**TEXT PASSAGE**
Putting the encoder and decoder together.

Code

EPOCHS = 5
BETA = 500

Code

class VAE(models.Model):
    def __init__(self, encoder, decoder, **kwargs):
        super(VAE, self).__init__(**kwargs)
        self.encoder = encoder
        self.decoder = decoder
        self.total_loss_tracker = metrics.Mean(name="total_loss")
        self.reconstruction_loss_tracker = metrics.Mean(name="reconstruction_loss")
        self.kl_loss_tracker = metrics.Mean(name="kl_loss")

    @property
    def metrics(self):
        return [
            self.total_loss_tracker,
            self.reconstruction_loss_tracker,
            self.kl_loss_tracker,
        ]

    def call(self, inputs):
        """Call the model on a particular input."""
        z_mean, z_log_var, z = encoder(inputs)
        reconstruction = decoder(z)
        return z_mean, z_log_var, reconstruction

    def train_step(self, data):
        """Step run during training."""
        with tf.GradientTape() as tape:
            z_mean, z_log_var, reconstruction = self(data)
            reconstruction_loss = tf.reduce_mean(
                BETA * losses.binary_crossentropy(data, reconstruction, axis=(1, 2, 3))
            )
            kl_loss = tf.reduce_mean(
                tf.reduce_sum(-0.5 * (1 + z_log_var - tf.square(z_mean) - tf.exp(z_log_var)), axis=1)
            )
            total_loss = reconstruction_loss + kl_loss

        grads = tape.gradient(total_loss, self.trainable_weights)
        self.optimizer.apply_gradients(zip(grads, self.trainable_weights))

        self.total_loss_tracker.update_state(total_loss)
        self.reconstruction_loss_tracker.update_state(reconstruction_loss)
        self.kl_loss_tracker.update_state(kl_loss)

        return {m.name: m.result() for m in self.metrics}

    def test_step(self, data):
        """Step run during validation."""
        if isinstance(data, tuple):
            data = data[0]

        z_mean, z_log_var, reconstruction = self(data)
        reconstruction_loss = tf.reduce_mean(
            BETA * losses.binary_crossentropy(data, reconstruction, axis=(1, 2, 3))
        )
        kl_loss = tf.reduce_mean(
            tf.reduce_sum(
                -0.5 * (1 + z_log_var - tf.square(z_mean) - tf.exp(z_log_var)),
                axis=1,
            )
        )
        total_loss = reconstruction_loss + kl_loss

        return {
            "loss": total_loss,
            "reconstruction_loss": reconstruction_loss,
            "kl_loss": kl_loss,
        }

Instantiate the VAE model and compile it.

**SOURCE DATA**

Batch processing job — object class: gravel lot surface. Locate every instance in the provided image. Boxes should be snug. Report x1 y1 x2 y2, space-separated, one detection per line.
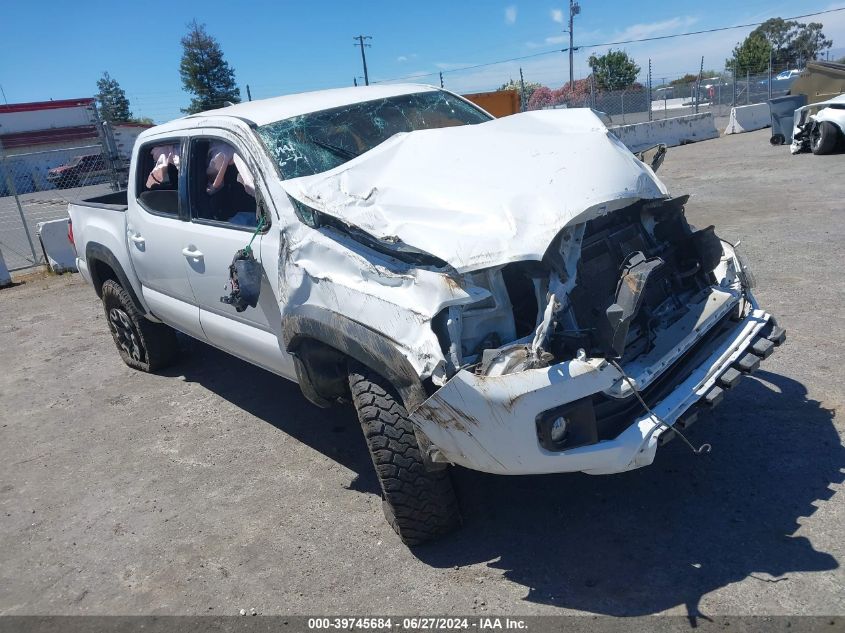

**EXERCISE 1**
In the VAE passage, why does train_step compute the losses inside a tf.GradientTape block? Answer in one to three sentences.
**EXERCISE 2**
In the VAE passage, which three values does the call method return?
**EXERCISE 3**
Extend the VAE passage from where it stops.
None of the data above is needed.

**ANSWER 1**
The tape records the loss computations so that tape.gradient can then compute the gradients of total_loss with respect to the model's trainable weights. The optimizer applies those gradients to update the weights.

**ANSWER 2**
It returns z_mean, z_log_var, and reconstruction.

**ANSWER 3**
Code

vae = VAE(encoder, decoder)

# optimizer = optimizers.Adam(learning_rate=0.0005)
optimizer = tf.keras.optimizers.legacy.Adam(learning_rate=0.0005)
vae.compile(optimizer=optimizer)

5.5. Training

Train the VAE as before.

Code

vae.fit(
    x_train,
    epochs=EPOCHS,
    batch_size=BATCH_SIZE,
    shuffle=True,
    validation_data=(x_test, x_test),
)

Epoch 1/5
600/600 [==============================] - 37s 61ms/step - total_loss: 160.4693 - reconstruction_loss: 155.9913 - kl_loss: 4.4779 - val_loss: 141.2442 - val_reconstruction_loss: 136.1877 - val_kl_loss: 5.0565
Epoch 2/5
600/600 [==============================] - 34s 57ms/step - total_loss: 135.9397 - reconstruction_loss: 130.9409 - kl_loss: 4.9988 - val_loss: 138.5623 - val_reconstruction_loss: 133.5856 - val_kl_loss: 4.9767
Epoch 3/5
600/600 [==============================] - 34s 56ms/step - total_loss: 134.3719 - reconstruction_loss: 129.3381 - kl_loss: 5.0338 - val_loss: 137.1351 - val_reconstruction_loss: 132.1540 - val_kl_loss: 4.9811
Epoch 4/5
600/600 [==============================] - 34s 56ms/step - total_loss: 133.4455 - reconstruction_loss: 128.3819 - kl_loss: 5.0637 - val_loss: 136.5461 - val_reconstruction_loss: 131.4780 - val_kl_loss: 5.0681
Epoch 5/5
600/600 [==============================] - 34s 57ms/step - total_loss: 132.7808 - reconstruction_loss: 127.6688 - kl_loss: 5.1120 - val_loss: 135.8917 - val_reconstruction_loss: 130.7375 - val_kl_loss: 5.1542

<keras.src.callbacks.History at 0x2c59e9f10>

6. Analysing the VAE

6.1. Reconstruct using the VAE

As before, we can eyeball the reconstructions from our model.

Code

# Select a subset of the test set
n_to_predict = 5000
example_images = x_test[:n_to_predict]
example_labels = y_test[:n_to_predict]

# Create autoencoder predictions and display
z_mean, z_log_var, reconstructions = vae.predict(example_images)
print("Example real clothing items")
plot_sample_images(example_images)
print("Reconstructions")
plot_sample_images(reconstructions)

 42/157 [=======>......................] - ETA: 1s157/157 [==============================] - 1s 9ms/step
Example real clothing items
Reconstructions

6.2. Generate New Images

We can sample and decode points in the latent space to observe how the model generates images. We note that:

The latent space has more even coverage and does not stray to far from a standard Normal distribution. If this is not the case, we can vary the \(\beta\) value used to give more weight to the KL loss term.
We do not see as many poorly formed images as we did when sampling a “gap” in a standard autoencoder.

Code

# Encode the example images
z_mean, z_var, z = encoder.predict(example_images)

# Sample some points in the latent space, from the standard normal distribution
grid_width, grid_height = (6, 3)
z_sample = np.random.normal(size=(grid_width * grid_height, 2))
# Decode the sampled points
reconstructions = decoder.predict(z_sample)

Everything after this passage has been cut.